Recorded data
┌──
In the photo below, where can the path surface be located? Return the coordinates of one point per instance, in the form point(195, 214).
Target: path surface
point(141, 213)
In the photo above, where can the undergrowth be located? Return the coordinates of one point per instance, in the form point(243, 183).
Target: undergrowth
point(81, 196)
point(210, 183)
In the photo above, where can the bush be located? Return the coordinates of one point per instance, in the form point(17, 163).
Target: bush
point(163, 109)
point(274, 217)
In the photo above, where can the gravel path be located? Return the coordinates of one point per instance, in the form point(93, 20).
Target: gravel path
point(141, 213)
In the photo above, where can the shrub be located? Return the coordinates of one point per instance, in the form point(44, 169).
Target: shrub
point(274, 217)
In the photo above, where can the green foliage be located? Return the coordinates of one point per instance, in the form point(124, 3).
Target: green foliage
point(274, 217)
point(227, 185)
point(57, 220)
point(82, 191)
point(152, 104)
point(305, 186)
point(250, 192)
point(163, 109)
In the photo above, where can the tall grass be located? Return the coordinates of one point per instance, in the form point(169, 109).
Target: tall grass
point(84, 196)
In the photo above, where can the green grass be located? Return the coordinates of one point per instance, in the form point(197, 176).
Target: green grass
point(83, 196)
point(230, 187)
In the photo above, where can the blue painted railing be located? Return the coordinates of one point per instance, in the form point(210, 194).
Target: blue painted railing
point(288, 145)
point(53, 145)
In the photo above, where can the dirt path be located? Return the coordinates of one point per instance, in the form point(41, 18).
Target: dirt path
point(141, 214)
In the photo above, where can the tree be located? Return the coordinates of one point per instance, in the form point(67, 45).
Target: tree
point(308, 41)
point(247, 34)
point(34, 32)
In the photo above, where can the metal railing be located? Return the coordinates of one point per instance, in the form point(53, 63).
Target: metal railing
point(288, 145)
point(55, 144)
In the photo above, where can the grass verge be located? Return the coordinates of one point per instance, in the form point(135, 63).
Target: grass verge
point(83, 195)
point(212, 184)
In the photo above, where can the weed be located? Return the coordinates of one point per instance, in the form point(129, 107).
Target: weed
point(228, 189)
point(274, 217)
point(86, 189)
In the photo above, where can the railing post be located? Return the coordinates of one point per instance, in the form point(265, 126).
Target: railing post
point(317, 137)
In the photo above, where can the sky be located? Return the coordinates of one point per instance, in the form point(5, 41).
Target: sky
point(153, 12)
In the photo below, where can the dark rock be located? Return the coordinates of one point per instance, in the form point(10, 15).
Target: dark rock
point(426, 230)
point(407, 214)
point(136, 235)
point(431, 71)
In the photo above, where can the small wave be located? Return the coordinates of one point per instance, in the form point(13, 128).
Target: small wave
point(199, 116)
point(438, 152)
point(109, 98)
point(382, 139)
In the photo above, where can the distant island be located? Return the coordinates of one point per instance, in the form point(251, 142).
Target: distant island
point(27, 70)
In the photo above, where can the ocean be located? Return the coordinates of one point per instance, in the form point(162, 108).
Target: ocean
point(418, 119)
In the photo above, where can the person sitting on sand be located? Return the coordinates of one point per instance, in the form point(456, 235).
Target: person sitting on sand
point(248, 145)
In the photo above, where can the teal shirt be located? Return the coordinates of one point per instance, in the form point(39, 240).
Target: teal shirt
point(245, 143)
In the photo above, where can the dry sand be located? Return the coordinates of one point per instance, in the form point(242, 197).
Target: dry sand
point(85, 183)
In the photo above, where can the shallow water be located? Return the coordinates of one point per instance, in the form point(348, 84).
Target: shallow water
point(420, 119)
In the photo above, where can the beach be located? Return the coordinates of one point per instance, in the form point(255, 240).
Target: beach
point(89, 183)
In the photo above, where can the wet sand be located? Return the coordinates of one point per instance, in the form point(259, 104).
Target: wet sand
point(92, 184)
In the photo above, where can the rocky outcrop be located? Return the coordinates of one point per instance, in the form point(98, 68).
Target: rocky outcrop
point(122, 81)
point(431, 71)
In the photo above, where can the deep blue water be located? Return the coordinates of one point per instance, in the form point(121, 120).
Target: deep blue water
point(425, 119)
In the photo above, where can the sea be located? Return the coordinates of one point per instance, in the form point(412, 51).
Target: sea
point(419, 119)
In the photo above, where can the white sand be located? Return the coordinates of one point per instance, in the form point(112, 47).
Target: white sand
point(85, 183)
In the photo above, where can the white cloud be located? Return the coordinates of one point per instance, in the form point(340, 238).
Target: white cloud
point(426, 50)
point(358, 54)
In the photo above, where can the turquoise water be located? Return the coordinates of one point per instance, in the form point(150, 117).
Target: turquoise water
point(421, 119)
└──
• **Exercise prompt**
Find the string "below" in the lines above and count those lines. Give only that count.

• **Answer space**
2